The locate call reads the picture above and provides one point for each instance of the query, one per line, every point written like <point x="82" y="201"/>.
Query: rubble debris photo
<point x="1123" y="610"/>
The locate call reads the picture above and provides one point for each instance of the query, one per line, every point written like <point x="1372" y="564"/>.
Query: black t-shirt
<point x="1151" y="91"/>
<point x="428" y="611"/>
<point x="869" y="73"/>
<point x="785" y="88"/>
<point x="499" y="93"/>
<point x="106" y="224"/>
● ● ● ● ● ● ●
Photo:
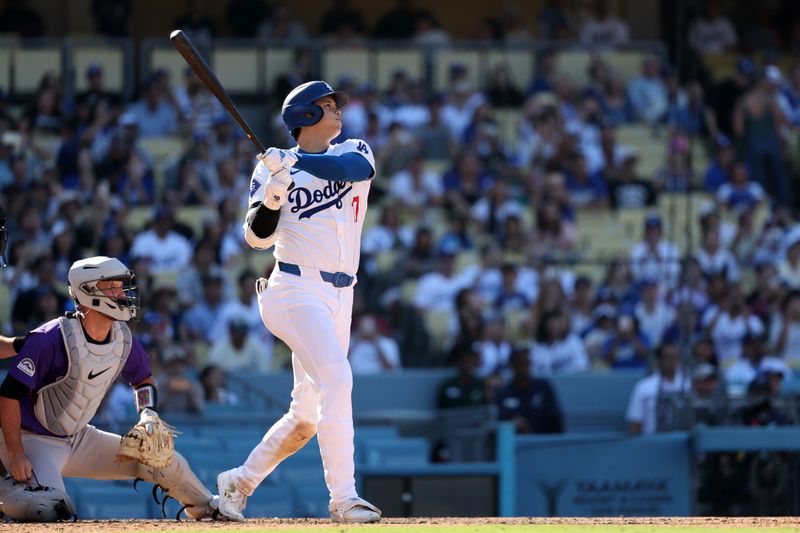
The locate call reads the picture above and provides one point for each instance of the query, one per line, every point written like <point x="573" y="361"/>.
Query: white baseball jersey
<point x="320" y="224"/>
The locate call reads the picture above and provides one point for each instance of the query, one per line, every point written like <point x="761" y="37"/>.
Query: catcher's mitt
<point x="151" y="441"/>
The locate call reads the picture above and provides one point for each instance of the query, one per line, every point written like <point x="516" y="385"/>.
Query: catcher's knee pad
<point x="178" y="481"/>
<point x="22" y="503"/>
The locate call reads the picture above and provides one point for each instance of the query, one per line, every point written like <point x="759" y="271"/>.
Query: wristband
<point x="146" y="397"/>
● ● ● ● ● ● ●
Only lines that contain "like" are needed, so copy each of them from the data.

The locate call reads the picture above and provides one point for each instance of the query, one per line, every point written like <point x="82" y="201"/>.
The locate call reads the picture above and provides one point for each instance of the query, one per line, every point written like <point x="1372" y="564"/>.
The locate call reads the picture above and provides one point for each instance of the query, one per line, every point written like <point x="573" y="361"/>.
The locate call reads the picture above and provides one point for each instance of the query, one per line, every point written like <point x="761" y="37"/>.
The locate call reads the picture above and provides one point for each instance of the query, one per line, every point written like <point x="516" y="385"/>.
The locate call reads the picture above and provides one point for each instance of the query, one per line, every point written like <point x="759" y="271"/>.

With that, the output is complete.